Stored data entries:
----------
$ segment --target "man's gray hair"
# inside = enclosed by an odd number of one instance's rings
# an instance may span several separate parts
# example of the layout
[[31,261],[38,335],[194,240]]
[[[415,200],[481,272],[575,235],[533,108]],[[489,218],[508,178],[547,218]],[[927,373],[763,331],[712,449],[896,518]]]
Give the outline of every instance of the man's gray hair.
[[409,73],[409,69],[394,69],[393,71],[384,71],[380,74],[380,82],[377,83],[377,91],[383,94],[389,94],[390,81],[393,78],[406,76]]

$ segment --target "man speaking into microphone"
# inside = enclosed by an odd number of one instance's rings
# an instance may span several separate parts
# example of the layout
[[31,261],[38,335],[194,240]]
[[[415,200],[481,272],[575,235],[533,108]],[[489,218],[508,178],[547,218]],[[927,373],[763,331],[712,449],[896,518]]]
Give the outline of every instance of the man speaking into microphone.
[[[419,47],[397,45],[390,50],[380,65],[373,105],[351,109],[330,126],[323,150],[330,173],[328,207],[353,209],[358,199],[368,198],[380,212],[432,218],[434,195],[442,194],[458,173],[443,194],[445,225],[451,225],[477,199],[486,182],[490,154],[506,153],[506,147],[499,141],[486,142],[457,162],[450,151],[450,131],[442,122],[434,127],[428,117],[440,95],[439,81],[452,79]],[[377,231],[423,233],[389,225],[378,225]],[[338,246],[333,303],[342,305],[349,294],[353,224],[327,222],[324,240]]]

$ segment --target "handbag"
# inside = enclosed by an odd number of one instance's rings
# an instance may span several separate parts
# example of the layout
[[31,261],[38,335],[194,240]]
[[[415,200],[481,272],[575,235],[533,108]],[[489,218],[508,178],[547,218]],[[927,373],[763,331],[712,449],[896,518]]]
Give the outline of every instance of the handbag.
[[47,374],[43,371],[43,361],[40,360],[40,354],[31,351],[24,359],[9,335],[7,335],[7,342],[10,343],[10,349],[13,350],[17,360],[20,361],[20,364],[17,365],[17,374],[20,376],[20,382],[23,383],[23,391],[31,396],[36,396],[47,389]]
----------
_Problem to work on:_ Only the lines from the one containing "Give the outline of every instance of the man speaking" through the last line of the records above are to be reproduced, exactly and with both ends included.

_Task output:_
Give the outline of every instance of the man speaking into microphone.
[[[419,47],[397,45],[390,50],[380,65],[373,105],[351,109],[330,126],[323,150],[330,173],[328,207],[353,209],[358,199],[368,198],[380,212],[432,218],[434,195],[442,194],[458,173],[443,194],[445,225],[451,225],[477,199],[486,182],[490,154],[506,153],[506,147],[499,141],[486,142],[457,162],[450,151],[450,131],[442,122],[434,127],[428,117],[440,95],[439,81],[452,79]],[[377,231],[423,233],[389,225],[378,225]],[[338,246],[333,303],[342,305],[349,294],[353,224],[327,222],[324,240]]]

$ segment --target "handbag"
# inside = enclosed by an odd number of one instance's rings
# an instance may span several separate parts
# example of the layout
[[31,261],[38,335],[194,240]]
[[[415,200],[481,272],[575,235],[533,108]],[[489,218],[508,178],[547,218]],[[927,373],[763,331],[712,449],[896,518]]]
Give the outline of every instance of the handbag.
[[47,374],[43,371],[43,361],[40,360],[40,354],[31,351],[24,359],[9,335],[7,335],[7,342],[10,343],[10,349],[13,350],[17,360],[20,361],[20,364],[17,365],[17,374],[20,376],[20,382],[23,383],[23,391],[31,396],[36,396],[47,389]]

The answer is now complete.